**PROBLEMS TO WORK ON:**
**a)** Copy, word for word, the part of the discussion about Kefka that opens with the words containing "At least that" and closes with "with his food.".
**b)** In the discussion about Kefka, what does Kefka do right after offing Gestahl?
**c)** Rewrite as a short bulleted list the paragraph in the discussion about Kefka that begins "The Esper genocide needs a bit of handwaving," keeping its main facts.

**DOCUMENT PASSAGE:**
------------------------------
All this talk just reminds me of Dragon Quest XI where the "End Game" is something like a third of the overall game length. And involves time travel after already saving the world, so you can go back and beat your own high score. Also undoes a lot of poignant character bits.
 
All this talk just reminds me of Dragon Quest XI where the "End Game" is something like a third of the overall game length. And involves time travel after already saving the world, so you can go back and beat your own high score. Also undoes a lot of poignant character bits.
At least that one
has going back to fix tragedy at the cost of character development cause larger problems
 
Not quite? The only two times the party fights Kefka until now, he flees either because he's got more "important" things to do (poison Doma) and mocks Sabin for wanting a fight, or because you've beaten him and his soldiers badly enough that he isn't in any condition to yoink the esper, and genuinely flees because, at worse, he miscalculated the opposition and needs to gather more meat shielCOUGH to regroup. We don't know the details of what happened in the factory, and with Leo, he was just playing around with his food.

Both Kefka and Ultros are clowns in their own ways, but only one is a comic relief.

Agreed. Ultros you beat down because he's screwing with you. Kefka you beat down because if you give him a chance, he'll slaughter a town. See Doma, and what happened just as soon as Leo left.

The Esper genocide needs a bit of handwaving (spell is specifically anti-Esper, Kefka came with defenses and weapons in place based off of the attack on Vector, etc.), but the Floating Continent stuff is completely in character. Kefka finds a chance to obtain absolute power (the Warring Triad), seizes it, bites the hand that feeds him (offs Gestahl), and then goes for the most destructive thing possible (imbalancing the statues and breaking the world). Shoot, half the reason you probably survive the Floating Continent is because wrecking the world is more entertaining to Kefka than killing your party.

Just as the War of the Magi and all warned, the wrong man got ahold of the power, and the world is ruined as a result.
 
To me, the choice of whether or not you can save Cid (and Shadow) brings to mind the universal question of anyone who is a soldier/adventurer/leader/whatever where they lose friends and/or fellow soldiers/etc. along the the way. That eternal question of: "What if I did something different, would my buddy Johnny be alive?"
------------------------------
**SUPPLIED RECORDS:**

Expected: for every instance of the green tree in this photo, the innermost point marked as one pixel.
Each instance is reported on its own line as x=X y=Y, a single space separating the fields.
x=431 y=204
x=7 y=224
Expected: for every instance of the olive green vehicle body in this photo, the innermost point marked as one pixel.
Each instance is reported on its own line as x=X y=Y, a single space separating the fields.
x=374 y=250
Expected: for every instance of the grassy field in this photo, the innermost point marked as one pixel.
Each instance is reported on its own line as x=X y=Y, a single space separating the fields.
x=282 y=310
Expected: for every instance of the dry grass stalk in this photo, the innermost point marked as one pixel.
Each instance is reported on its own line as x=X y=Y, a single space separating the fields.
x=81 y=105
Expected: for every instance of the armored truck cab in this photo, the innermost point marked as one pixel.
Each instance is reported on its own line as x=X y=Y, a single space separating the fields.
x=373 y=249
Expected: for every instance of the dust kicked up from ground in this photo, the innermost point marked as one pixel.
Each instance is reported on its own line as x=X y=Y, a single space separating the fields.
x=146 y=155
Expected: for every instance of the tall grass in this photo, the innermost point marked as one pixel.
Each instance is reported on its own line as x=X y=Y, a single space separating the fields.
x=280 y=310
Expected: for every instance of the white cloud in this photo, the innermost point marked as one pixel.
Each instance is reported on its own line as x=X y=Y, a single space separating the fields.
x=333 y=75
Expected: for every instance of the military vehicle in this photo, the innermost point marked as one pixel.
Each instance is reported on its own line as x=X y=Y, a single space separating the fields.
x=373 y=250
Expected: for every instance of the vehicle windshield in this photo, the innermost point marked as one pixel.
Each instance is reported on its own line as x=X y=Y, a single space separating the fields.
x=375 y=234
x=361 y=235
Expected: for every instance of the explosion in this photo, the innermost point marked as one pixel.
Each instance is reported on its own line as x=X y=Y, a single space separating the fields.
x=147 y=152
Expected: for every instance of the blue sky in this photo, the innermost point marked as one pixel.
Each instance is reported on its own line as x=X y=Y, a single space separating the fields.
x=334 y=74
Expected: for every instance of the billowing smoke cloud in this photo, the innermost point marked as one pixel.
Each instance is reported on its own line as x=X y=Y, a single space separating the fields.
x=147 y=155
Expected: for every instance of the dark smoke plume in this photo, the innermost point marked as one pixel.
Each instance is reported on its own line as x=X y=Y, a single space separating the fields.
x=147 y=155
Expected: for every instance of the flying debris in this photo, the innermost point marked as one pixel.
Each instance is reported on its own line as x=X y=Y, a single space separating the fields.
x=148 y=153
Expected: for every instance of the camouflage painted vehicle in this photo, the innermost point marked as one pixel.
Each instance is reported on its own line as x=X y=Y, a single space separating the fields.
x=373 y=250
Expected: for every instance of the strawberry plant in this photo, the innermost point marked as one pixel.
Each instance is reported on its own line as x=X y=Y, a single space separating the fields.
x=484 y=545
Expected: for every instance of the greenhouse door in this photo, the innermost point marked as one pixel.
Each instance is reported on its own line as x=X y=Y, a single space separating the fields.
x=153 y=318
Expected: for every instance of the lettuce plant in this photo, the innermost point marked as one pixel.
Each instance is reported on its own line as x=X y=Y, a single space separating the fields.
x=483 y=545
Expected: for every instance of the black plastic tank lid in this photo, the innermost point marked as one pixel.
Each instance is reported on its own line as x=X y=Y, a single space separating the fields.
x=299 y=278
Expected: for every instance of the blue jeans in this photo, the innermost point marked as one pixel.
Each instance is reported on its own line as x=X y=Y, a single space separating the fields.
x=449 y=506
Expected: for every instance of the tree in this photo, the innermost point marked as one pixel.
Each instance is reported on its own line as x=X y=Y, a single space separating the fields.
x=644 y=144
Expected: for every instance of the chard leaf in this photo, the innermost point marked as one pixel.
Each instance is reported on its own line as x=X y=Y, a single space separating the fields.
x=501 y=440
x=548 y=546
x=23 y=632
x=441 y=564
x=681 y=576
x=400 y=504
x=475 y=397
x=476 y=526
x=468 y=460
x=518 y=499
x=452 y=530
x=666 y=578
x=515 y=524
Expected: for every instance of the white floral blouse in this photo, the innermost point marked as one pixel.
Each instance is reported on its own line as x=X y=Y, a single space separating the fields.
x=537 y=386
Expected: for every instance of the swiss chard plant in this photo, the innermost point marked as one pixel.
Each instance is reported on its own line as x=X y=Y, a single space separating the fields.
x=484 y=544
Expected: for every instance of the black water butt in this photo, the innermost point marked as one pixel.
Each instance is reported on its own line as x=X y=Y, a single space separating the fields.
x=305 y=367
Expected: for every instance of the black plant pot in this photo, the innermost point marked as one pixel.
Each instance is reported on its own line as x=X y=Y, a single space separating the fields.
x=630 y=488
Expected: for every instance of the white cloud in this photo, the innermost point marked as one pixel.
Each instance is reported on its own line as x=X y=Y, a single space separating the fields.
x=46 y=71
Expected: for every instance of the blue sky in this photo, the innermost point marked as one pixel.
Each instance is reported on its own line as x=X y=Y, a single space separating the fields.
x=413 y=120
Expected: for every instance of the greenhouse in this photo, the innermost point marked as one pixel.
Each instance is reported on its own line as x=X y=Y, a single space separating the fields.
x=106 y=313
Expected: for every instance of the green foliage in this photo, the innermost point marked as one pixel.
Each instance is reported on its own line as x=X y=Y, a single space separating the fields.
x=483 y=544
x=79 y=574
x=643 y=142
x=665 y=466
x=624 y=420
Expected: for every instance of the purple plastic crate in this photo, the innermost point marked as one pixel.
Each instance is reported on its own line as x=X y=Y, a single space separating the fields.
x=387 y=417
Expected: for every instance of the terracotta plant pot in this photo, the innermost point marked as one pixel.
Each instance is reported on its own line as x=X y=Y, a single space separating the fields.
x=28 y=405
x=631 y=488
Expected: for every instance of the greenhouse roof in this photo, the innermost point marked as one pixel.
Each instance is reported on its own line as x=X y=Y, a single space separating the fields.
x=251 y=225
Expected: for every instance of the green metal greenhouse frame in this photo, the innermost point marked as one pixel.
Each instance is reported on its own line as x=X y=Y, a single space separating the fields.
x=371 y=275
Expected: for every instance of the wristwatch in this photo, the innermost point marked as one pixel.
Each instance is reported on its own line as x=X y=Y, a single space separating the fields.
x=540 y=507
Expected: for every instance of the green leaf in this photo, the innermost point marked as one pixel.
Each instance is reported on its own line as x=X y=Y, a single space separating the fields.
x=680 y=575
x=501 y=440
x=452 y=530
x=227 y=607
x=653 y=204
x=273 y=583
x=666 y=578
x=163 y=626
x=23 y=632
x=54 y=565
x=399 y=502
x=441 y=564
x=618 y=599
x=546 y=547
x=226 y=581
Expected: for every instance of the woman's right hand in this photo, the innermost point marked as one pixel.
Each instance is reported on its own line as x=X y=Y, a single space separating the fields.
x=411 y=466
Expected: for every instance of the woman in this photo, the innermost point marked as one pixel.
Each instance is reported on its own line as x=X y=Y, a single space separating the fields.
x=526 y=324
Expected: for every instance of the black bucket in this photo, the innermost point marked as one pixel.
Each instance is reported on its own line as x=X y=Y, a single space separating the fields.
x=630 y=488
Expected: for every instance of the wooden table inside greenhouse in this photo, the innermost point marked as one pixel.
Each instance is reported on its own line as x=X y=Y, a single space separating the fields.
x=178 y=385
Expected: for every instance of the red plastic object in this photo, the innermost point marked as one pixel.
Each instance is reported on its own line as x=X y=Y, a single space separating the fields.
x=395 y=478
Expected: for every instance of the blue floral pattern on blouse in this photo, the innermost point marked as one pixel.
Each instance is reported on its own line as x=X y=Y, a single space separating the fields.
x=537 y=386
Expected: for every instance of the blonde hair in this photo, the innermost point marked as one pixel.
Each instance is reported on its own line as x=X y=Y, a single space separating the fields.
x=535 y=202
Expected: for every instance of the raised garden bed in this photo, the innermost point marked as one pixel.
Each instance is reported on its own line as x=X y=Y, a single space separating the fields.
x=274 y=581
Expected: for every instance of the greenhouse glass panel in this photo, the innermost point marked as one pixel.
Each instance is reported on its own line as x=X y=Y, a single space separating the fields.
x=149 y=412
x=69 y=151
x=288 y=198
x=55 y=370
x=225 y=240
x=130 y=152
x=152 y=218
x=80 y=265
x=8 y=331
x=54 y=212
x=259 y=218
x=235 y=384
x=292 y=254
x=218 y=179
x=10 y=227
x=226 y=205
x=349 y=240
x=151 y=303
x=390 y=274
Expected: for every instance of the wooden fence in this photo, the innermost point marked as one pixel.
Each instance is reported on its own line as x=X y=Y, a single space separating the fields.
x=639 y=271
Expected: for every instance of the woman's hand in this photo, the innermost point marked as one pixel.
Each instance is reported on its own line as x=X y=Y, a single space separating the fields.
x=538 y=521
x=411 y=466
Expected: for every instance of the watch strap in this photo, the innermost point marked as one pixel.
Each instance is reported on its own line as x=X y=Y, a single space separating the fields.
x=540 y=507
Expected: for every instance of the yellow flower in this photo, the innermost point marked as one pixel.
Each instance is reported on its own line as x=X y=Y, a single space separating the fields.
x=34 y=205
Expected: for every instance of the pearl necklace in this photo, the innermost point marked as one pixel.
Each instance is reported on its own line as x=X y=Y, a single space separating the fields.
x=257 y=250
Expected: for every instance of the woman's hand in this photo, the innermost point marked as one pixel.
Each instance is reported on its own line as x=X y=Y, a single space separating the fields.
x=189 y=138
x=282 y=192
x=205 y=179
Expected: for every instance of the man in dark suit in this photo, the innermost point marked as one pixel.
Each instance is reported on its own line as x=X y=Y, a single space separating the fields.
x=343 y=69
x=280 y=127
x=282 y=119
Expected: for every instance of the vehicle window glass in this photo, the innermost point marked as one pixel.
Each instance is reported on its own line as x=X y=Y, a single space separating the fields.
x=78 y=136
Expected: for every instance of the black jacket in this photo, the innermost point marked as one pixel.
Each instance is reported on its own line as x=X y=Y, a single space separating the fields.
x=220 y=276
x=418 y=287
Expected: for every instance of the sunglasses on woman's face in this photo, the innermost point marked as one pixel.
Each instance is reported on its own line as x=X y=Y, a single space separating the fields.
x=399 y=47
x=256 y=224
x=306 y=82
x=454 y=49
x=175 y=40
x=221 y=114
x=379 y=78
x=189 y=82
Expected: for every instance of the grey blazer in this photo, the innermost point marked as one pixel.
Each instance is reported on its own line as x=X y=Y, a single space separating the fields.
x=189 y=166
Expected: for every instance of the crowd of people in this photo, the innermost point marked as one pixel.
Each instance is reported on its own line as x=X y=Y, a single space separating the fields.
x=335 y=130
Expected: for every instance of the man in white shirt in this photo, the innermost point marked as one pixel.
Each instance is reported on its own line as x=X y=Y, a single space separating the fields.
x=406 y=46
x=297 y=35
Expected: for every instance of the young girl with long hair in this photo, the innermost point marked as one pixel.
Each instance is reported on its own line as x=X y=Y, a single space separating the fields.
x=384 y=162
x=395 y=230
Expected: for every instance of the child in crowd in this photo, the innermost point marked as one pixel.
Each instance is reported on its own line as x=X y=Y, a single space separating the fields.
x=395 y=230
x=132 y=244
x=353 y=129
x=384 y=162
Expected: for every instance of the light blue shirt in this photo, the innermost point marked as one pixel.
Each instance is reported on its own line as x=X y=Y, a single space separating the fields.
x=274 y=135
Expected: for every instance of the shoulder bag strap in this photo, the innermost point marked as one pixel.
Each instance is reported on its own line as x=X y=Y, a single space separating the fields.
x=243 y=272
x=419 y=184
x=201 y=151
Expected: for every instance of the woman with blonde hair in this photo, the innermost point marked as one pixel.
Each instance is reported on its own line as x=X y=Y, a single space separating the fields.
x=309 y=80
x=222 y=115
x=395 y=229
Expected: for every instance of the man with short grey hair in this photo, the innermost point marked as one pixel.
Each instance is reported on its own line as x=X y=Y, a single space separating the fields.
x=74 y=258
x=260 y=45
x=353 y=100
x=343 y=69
------------------------------
**ANSWERS TO THE TASKS:**
**a)**
At least that one
has going back to fix tragedy at the cost of character development cause larger problems
 
Not quite? The only two times the party fights Kefka until now, he flees either because he's got more "important" things to do (poison Doma) and mocks Sabin for wanting a fight, or because you've beaten him and his soldiers badly enough that he isn't in any condition to yoink the esper, and genuinely flees because, at worse, he miscalculated the opposition and needs to gather more meat shielCOUGH to regroup. We don't know the details of what happened in the factory, and with Leo, he was just playing around with his food.

**b)** He goes for the most destructive thing possible: imbalancing the statues and breaking the world.

**c)**
- The Esper genocide needs some handwaving. The spell is specifically anti-Esper, and Kefka came with defenses and weapons in place based on the attack on Vector.
- The Floating Continent events are completely in character.
- Kefka seizes a chance at absolute power (the Warring Triad) and bites the hand that feeds him by offing Gestahl. He then goes for the most destructive thing possible: imbalancing the statues and breaking the world.
- Half the reason the party probably survives the Floating Continent is that wrecking the world is more entertaining to Kefka than killing them.